_TEXTE EXTRAIT:_
☆ ☆ ☆ ☆ ☆
Bien que la notion de travail - ou bien celles antérieures
d’ouvrage et de labeur - existe depuis de nombreux siècles, la
recherche d’une efficience pour produire en grande quantité et
l’étude de ce sujet prend principalement ses origines en 1776,
dans les travaux de l’économiste britannique Adam Smith.
Celui-ci, figure majeure de l’histoire économique, fut un des
premiers à démontrer les avantages d’une division du
travail au sein d’une structure spécialisée. Selon lui,
en attribuant à chaque employé une tâche précise dans la
fabrication d’un produit, cette dernière sera réalisée bien plus
rapidement et efficacement. Une théorie en partie reprise, en
1911, par l’américain Frederic Winslow Taylor, à l’origine du
taylorisme. Pour cet ingénieur, la division du
travail n’est pas encore assez efficace, du fait
d’ouvriers trop qualifiés qui restent libres de leur temps et de
leur savoir-faire. Il formule alors les principes de son
organisation scientifique du travail, reposant sur une division
horizontale du travail où chaque employé ne doit réaliser que des
tâches élémentaires, la suppression des gestes inutiles et la
recherche de la manière la plus efficace pour chaque employé, «
the one best way ». Apparaît également une division entre
les exécutants et une direction chargée d’analyser la
productivité et d’organiser le travail.
☆ ☆ ☆ ☆ ☆
_ENTRÉES RÉPERTORIÉES:_

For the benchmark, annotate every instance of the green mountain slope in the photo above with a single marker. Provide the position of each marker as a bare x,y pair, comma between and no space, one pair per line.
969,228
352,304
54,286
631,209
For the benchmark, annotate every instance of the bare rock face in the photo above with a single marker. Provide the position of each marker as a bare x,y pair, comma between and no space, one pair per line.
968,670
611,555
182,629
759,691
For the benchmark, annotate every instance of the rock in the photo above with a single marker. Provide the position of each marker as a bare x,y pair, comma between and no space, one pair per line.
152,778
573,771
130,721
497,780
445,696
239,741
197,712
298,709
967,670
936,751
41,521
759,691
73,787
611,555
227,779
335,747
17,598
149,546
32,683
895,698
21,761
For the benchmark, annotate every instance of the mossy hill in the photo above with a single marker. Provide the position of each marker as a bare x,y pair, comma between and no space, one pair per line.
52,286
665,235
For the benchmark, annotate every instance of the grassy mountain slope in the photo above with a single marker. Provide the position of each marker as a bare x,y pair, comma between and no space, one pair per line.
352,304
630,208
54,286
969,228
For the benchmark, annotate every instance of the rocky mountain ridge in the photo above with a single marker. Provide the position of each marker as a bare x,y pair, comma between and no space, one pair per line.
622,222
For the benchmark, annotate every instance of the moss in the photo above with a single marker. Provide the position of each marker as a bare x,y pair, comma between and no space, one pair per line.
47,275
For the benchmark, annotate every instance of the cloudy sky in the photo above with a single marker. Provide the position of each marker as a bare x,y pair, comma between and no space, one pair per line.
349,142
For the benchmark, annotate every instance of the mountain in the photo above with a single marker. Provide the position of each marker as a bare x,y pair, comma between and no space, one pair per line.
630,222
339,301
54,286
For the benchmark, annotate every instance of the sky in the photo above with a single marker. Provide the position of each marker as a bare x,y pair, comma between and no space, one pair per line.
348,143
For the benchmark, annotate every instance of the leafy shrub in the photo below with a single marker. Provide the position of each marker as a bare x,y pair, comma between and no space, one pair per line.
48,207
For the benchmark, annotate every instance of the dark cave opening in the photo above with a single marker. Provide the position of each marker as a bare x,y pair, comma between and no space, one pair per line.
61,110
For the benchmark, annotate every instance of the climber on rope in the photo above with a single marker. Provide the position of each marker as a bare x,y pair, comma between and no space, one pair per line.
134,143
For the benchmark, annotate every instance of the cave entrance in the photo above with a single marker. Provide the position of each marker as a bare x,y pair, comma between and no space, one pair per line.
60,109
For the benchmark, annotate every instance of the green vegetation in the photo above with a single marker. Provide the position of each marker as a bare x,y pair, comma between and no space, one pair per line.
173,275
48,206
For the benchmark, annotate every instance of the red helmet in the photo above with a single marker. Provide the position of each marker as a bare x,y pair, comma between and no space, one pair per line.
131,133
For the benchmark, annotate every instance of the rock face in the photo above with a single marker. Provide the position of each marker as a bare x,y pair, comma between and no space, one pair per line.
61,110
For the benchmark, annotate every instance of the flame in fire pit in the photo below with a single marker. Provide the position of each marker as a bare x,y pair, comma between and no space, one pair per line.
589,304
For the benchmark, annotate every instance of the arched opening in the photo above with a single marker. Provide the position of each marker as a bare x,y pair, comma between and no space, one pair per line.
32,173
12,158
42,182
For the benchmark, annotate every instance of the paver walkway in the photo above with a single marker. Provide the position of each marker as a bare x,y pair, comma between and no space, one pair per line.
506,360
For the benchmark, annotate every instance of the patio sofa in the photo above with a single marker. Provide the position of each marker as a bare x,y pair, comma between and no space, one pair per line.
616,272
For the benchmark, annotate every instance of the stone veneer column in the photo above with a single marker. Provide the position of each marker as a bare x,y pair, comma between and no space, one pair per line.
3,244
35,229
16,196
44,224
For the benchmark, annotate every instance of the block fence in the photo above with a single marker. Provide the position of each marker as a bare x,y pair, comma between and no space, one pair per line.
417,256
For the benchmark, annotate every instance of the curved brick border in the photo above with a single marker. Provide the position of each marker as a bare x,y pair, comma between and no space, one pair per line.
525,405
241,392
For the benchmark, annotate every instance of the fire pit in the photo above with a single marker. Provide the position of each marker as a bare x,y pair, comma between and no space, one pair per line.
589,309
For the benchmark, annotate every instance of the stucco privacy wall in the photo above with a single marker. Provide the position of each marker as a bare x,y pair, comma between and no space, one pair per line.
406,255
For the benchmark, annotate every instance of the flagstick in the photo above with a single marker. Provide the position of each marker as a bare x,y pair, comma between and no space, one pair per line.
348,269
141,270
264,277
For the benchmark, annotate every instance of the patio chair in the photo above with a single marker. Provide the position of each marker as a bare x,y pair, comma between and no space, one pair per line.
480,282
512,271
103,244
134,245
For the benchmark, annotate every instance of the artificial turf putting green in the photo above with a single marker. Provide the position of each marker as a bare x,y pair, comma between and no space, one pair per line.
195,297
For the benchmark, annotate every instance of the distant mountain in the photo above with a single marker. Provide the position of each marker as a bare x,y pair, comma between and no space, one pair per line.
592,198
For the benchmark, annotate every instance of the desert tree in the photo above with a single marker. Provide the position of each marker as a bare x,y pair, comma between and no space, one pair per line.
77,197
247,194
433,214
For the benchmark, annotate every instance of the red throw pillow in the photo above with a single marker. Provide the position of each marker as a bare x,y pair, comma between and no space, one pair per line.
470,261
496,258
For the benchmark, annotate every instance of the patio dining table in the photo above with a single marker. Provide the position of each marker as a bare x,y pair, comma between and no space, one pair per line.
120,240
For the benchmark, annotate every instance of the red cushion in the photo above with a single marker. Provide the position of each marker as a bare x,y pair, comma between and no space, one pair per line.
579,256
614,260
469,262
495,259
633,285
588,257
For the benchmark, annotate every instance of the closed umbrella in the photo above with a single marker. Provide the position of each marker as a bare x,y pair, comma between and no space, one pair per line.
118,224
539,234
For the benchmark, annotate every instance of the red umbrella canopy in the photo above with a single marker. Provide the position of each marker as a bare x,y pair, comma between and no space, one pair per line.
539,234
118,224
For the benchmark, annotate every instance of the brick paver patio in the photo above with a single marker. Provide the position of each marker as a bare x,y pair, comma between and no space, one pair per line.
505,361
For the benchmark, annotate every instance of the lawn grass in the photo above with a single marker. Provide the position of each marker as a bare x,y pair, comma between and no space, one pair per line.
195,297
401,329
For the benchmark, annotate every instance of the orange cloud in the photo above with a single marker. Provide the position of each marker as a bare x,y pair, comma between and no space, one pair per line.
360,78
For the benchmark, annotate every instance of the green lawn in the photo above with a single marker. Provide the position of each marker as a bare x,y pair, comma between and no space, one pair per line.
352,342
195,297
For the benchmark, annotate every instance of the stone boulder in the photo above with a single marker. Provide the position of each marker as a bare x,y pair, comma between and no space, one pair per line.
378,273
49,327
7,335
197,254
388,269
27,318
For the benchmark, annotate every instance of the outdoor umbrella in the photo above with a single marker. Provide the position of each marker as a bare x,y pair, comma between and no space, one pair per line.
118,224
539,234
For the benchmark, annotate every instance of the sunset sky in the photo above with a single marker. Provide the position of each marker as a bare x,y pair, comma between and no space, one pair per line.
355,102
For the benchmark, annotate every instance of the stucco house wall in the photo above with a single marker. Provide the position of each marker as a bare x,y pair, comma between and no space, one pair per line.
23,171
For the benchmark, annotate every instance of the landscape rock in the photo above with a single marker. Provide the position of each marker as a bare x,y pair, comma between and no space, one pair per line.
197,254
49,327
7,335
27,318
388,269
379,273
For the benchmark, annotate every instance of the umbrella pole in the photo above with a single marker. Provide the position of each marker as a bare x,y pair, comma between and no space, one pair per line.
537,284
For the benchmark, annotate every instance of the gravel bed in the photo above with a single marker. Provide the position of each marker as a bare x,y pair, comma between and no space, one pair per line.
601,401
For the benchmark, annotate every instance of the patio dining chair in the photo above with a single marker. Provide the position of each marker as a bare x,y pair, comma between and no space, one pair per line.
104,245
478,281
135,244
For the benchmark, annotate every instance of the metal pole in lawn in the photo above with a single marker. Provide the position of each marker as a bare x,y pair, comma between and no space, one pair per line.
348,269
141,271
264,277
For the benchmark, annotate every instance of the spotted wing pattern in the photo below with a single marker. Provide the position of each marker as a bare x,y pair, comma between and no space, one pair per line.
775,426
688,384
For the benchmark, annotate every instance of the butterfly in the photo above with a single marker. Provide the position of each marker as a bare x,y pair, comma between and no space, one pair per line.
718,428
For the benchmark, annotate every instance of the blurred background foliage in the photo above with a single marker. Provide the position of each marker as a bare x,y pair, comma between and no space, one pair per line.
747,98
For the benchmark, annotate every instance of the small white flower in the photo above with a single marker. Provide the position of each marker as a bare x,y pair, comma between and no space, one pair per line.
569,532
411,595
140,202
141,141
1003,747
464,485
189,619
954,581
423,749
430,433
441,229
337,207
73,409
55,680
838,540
☆ ☆ ☆ ☆ ☆
_TÂCHES À RÉALISER:_
A) D'après le texte sur la division du travail, en quelle année Frederic Winslow Taylor a-t-il repris en partie la théorie d'Adam Smith ?
B) Poursuivez le texte sur la division du travail à partir de l'endroit où il s'arrête.

_LISTE DES RÉPONSES:_
A) En 1911.

B)
Une théorie qui trouve sa voie auprès d’Henry Ford, à l’origine
du fordisme, qui ajoute aux principes de Taylor
la présence d’une chaîne de montage, apportant directement les
pièces nécessaires aux ouvriers pour que ceux-ci n’aient plus à
se déplacer de leur poste de travail. Le travail d’usine à grande
échelle et la consommation de masse font alors une entrée
fracassante sur la scène mondiale. Néanmoins, la sociologie des
années 30 poursuit les études sur les sphères de travail et
commence à relever les limites de cette organisation
scientifique, mettant en avant la dimension sociale des
entreprises et l’importance du moral et du bien-être des ouvriers
sur le rendement. Le taylorisme et le fordisme sont de plus en
plus accusés de déshumaniser les ouvriers, en les considérant
essentiellement comme des outils remplaçables.
Quelques formes hybrides apparaissent alors, telles des
déclinaisons de ces théories fondatrices, jusqu’à ce que s’impose
dans les années 1960 le toyotisme, ou lean
management. Basé également sur la recherche primaire de
la meilleure rentabilité, ce modèle né dans les usines Toyota
repose essentiellement sur la réduction drastique du gaspillage.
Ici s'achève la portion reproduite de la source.